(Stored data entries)

****************

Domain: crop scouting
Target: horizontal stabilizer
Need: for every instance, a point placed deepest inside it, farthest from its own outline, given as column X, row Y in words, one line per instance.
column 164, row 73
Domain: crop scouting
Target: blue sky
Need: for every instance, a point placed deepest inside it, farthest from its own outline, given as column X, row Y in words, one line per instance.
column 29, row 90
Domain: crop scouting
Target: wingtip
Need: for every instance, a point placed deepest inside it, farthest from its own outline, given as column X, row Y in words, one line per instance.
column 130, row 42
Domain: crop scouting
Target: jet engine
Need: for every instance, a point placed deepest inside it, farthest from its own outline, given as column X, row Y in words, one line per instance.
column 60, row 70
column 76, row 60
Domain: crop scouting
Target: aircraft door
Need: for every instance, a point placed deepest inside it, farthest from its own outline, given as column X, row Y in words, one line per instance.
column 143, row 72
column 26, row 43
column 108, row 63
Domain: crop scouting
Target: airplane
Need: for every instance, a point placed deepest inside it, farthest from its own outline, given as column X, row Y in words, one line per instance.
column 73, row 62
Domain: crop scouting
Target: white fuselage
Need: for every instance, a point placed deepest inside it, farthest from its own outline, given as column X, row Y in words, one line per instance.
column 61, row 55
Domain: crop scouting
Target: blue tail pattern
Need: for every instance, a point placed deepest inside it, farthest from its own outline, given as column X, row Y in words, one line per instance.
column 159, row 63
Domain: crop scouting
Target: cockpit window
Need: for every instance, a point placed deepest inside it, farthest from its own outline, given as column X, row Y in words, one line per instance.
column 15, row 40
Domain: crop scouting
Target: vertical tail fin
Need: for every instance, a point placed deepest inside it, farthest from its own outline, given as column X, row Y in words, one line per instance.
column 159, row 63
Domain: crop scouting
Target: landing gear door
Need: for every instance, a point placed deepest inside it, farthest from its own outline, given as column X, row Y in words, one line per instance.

****************

PROMPT:
The records above are to be returned exactly as they appear.

ANSWER SECTION:
Domain: crop scouting
Target: horizontal stabilizer
Need: for every instance, a point placed deepest inside it, farthest from its own outline, given as column X, row Y in words, one line per instance.
column 164, row 73
Domain: crop scouting
Target: blue sky
Need: for every instance, a point placed deepest inside it, farthest from its own outline, given as column X, row Y in words, one line per instance.
column 29, row 90
Domain: crop scouting
Target: wingtip
Need: for every instance, a point placed deepest inside it, farthest from its own outline, given as column X, row Y in words, one line per instance.
column 130, row 42
Domain: crop scouting
Target: jet engine
Need: for every instance, a point placed deepest inside it, farthest from its own outline, given as column X, row Y in words, one line per instance.
column 60, row 70
column 76, row 60
Domain: crop scouting
Target: aircraft door
Need: for every instance, a point placed deepest inside it, farthest from its own outline, given as column X, row Y in words, one line per instance.
column 143, row 72
column 26, row 43
column 108, row 63
Domain: crop scouting
Target: airplane
Need: for every instance, a point placed deepest inside it, farthest from its own outline, given as column X, row Y in words, one line per instance.
column 73, row 62
Domain: crop scouting
Target: white fuselage
Need: for every instance, a point placed deepest inside it, farthest from its own outline, given as column X, row Y in words, one line per instance.
column 61, row 55
Domain: crop scouting
Target: blue tail pattern
Need: for every instance, a point placed deepest inside it, farthest from its own outline, given as column X, row Y in words, one line per instance.
column 159, row 63
Domain: crop scouting
Target: cockpit window
Need: for every instance, a point placed deepest inside it, farthest from its own outline, given as column X, row Y in words, one line per instance.
column 15, row 40
Domain: crop scouting
Target: vertical tail fin
Need: for every instance, a point placed deepest inside it, farthest from its own outline, given as column X, row Y in words, one line per instance.
column 159, row 63
Domain: crop scouting
Target: landing gear door
Need: for every instance, a point placed deepest inside it, farthest from its own outline, given as column X, row Y in words, one line per instance.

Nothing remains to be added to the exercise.